┌────────

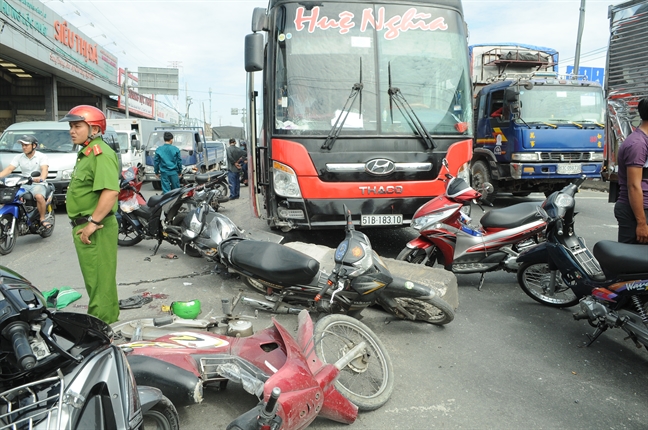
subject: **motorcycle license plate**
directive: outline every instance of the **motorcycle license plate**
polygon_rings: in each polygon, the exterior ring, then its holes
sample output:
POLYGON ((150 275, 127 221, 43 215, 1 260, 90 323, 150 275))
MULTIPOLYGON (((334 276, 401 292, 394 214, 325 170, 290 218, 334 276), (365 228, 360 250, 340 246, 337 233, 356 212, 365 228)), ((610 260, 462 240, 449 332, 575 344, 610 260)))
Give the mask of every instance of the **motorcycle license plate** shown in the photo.
POLYGON ((401 225, 403 224, 403 215, 361 215, 361 225, 401 225))
POLYGON ((580 164, 559 164, 556 173, 559 175, 573 175, 581 172, 580 164))

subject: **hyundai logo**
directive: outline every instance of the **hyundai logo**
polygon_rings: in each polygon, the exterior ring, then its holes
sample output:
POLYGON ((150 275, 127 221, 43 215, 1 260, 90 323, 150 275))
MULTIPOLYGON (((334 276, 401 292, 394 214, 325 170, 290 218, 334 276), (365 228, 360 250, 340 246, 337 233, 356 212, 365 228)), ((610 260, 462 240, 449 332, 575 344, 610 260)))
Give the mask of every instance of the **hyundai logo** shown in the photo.
POLYGON ((385 160, 384 158, 376 158, 365 164, 367 173, 372 175, 389 175, 394 171, 396 166, 393 161, 385 160))

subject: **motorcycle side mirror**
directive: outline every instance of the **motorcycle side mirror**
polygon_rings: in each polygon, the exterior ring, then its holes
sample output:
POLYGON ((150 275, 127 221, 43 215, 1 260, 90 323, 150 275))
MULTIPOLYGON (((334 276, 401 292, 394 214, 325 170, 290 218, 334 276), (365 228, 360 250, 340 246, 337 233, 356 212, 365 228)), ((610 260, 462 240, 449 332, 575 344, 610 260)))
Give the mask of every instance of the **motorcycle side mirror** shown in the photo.
POLYGON ((353 227, 353 218, 351 217, 351 211, 349 208, 346 207, 345 204, 342 205, 342 208, 344 209, 344 217, 346 218, 346 229, 347 230, 355 230, 355 227, 353 227))
POLYGON ((549 220, 549 214, 547 213, 546 210, 542 206, 536 207, 536 212, 538 213, 538 216, 542 218, 545 222, 549 220))

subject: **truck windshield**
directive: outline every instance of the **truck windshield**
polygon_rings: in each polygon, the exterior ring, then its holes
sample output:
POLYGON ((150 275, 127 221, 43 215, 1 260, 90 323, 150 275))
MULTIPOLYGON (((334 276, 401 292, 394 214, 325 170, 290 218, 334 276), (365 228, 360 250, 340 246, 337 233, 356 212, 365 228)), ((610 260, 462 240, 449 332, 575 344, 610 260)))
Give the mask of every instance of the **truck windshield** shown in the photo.
POLYGON ((540 86, 520 88, 520 117, 527 123, 603 123, 605 100, 600 87, 540 86))
POLYGON ((394 106, 390 86, 429 133, 472 132, 466 36, 456 11, 323 2, 287 4, 283 13, 275 21, 276 133, 327 135, 358 83, 362 92, 340 135, 418 134, 394 106))
MULTIPOLYGON (((177 146, 181 151, 193 151, 194 149, 194 132, 173 130, 173 146, 177 146)), ((151 133, 147 150, 155 150, 160 145, 164 145, 164 130, 158 130, 151 133)))
POLYGON ((22 152, 18 139, 22 136, 34 136, 38 140, 41 152, 73 152, 75 151, 70 132, 67 130, 7 130, 0 138, 0 151, 22 152))
POLYGON ((122 154, 126 154, 130 149, 128 137, 128 133, 117 132, 117 141, 119 141, 119 148, 121 149, 122 154))

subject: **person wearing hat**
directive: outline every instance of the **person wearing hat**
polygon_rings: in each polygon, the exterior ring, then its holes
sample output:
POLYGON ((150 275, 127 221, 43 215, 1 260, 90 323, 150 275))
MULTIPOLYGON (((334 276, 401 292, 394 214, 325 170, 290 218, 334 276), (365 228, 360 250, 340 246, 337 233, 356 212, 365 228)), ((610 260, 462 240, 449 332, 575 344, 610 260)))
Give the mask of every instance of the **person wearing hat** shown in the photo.
POLYGON ((230 184, 230 200, 236 200, 241 192, 241 169, 247 161, 247 154, 236 146, 236 139, 230 139, 230 146, 227 148, 227 180, 230 184))
POLYGON ((112 324, 119 319, 119 225, 114 216, 119 195, 119 160, 101 137, 106 132, 106 116, 100 109, 76 106, 59 122, 70 123, 72 143, 80 148, 65 196, 65 209, 88 292, 88 314, 112 324))
POLYGON ((42 228, 52 228, 52 223, 45 217, 47 216, 45 205, 45 194, 47 193, 47 169, 48 160, 47 155, 40 151, 36 151, 38 147, 38 140, 34 136, 23 135, 18 139, 18 143, 22 145, 23 153, 16 155, 11 163, 0 172, 0 178, 12 173, 16 168, 20 169, 23 175, 31 176, 33 172, 40 172, 40 176, 32 178, 31 185, 23 185, 25 191, 32 193, 36 199, 36 207, 40 214, 40 223, 42 228))
POLYGON ((182 157, 180 150, 173 145, 173 134, 164 132, 164 145, 158 146, 154 158, 155 176, 160 178, 162 192, 168 193, 171 190, 180 188, 180 177, 182 176, 182 157))

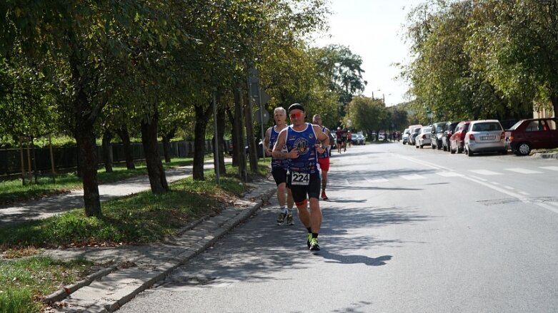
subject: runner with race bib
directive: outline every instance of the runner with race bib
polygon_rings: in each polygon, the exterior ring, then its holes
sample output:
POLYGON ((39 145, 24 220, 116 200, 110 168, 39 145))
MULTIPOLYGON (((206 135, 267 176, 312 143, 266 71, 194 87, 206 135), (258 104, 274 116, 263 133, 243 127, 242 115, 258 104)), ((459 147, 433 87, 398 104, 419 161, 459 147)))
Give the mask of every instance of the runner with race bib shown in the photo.
POLYGON ((290 186, 299 217, 308 230, 308 248, 311 251, 319 251, 318 235, 322 225, 322 211, 319 208, 322 180, 317 153, 324 153, 324 147, 329 145, 329 137, 322 131, 320 126, 304 122, 306 113, 301 104, 291 105, 289 116, 291 125, 279 133, 272 155, 278 159, 290 159, 287 185, 290 186), (282 151, 284 145, 287 146, 288 152, 282 151), (307 199, 310 202, 309 212, 307 199))

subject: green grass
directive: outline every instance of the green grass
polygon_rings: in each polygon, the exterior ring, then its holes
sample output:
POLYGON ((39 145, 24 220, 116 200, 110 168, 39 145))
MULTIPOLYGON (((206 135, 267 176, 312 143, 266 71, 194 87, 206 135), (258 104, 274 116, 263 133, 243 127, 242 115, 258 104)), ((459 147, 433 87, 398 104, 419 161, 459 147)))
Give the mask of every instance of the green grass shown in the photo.
POLYGON ((89 274, 92 263, 49 257, 0 260, 0 312, 39 312, 41 299, 89 274))
MULTIPOLYGON (((260 161, 259 173, 251 178, 266 176, 268 163, 260 161)), ((101 218, 86 217, 81 208, 0 229, 0 253, 14 258, 0 260, 0 312, 41 312, 44 296, 82 279, 93 265, 29 255, 54 247, 156 242, 202 216, 218 214, 244 193, 246 185, 237 175, 237 168, 227 165, 220 185, 213 170, 206 170, 205 180, 181 180, 164 195, 144 192, 103 202, 101 218)))
MULTIPOLYGON (((191 164, 191 158, 176 158, 169 163, 163 163, 163 166, 169 169, 191 164)), ((106 173, 104 168, 99 169, 97 180, 99 184, 102 184, 146 174, 147 174, 147 167, 145 163, 136 164, 134 170, 128 170, 125 165, 119 165, 113 167, 112 173, 106 173)), ((52 176, 50 175, 41 176, 37 183, 35 183, 34 179, 31 182, 26 180, 26 183, 28 183, 24 185, 21 179, 0 182, 0 205, 37 199, 83 188, 81 178, 73 173, 57 175, 56 183, 53 183, 52 176)))
MULTIPOLYGON (((259 166, 258 175, 265 175, 266 164, 259 166)), ((181 180, 171 184, 171 190, 165 194, 146 191, 103 202, 101 218, 86 217, 79 208, 0 229, 0 250, 160 240, 201 216, 218 213, 224 204, 244 193, 246 187, 240 183, 237 171, 228 165, 226 174, 220 175, 220 185, 210 170, 204 173, 205 180, 191 177, 181 180)))

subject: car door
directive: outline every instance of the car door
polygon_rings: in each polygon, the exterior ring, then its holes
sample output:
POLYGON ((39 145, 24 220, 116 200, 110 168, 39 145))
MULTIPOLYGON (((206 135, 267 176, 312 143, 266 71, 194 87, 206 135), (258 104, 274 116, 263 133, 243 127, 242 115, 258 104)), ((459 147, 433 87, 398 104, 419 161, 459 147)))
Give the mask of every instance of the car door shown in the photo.
POLYGON ((540 149, 547 144, 550 132, 544 130, 545 128, 548 126, 543 120, 532 120, 525 128, 525 138, 532 149, 540 149))
POLYGON ((556 118, 547 118, 542 120, 544 123, 543 126, 545 135, 544 140, 544 146, 541 148, 558 148, 558 129, 557 129, 557 120, 556 118))

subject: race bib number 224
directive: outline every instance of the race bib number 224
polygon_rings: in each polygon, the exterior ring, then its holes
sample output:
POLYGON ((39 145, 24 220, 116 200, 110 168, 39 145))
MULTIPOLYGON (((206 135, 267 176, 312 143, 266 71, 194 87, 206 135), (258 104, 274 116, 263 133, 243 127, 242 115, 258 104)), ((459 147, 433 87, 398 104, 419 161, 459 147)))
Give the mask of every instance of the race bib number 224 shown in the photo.
POLYGON ((304 173, 292 173, 291 185, 307 186, 310 183, 310 174, 304 173))

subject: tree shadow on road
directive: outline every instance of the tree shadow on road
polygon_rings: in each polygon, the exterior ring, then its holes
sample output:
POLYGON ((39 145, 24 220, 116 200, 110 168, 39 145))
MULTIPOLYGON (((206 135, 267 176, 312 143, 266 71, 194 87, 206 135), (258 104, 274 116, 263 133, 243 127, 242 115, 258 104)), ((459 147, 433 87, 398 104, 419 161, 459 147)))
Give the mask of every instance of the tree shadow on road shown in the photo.
POLYGON ((362 263, 369 266, 385 265, 386 261, 392 260, 391 255, 382 255, 378 257, 369 257, 365 255, 339 255, 332 253, 327 250, 321 250, 317 255, 323 257, 324 259, 331 260, 327 261, 327 263, 341 263, 341 264, 358 264, 362 263))

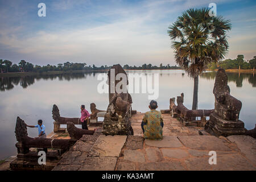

└────────

* Written exercise
Please give the lines of the rows above as a JSON list of strings, one string per line and blank lines omitted, beginning at the line that contains "subject: car door" and stopping after the line that contains "POLYGON ((540 149, 547".

* Task output
[
  "subject: car door",
  "directive: outline every instance of the car door",
  "polygon_rings: in each polygon, the exterior ring, then its holes",
  "sample output:",
  "POLYGON ((39 145, 24 220, 116 200, 110 168, 39 145))",
  "MULTIPOLYGON (((206 135, 267 176, 312 143, 266 71, 194 87, 206 135), (258 104, 274 116, 263 133, 243 127, 242 115, 258 104)), ((459 147, 433 87, 398 104, 419 161, 459 147)))",
  "Give the mask of every instance of the car door shown in the photo.",
  "POLYGON ((540 149, 547 144, 550 132, 544 130, 545 128, 548 126, 543 120, 532 120, 525 128, 525 138, 532 149, 540 149))"
]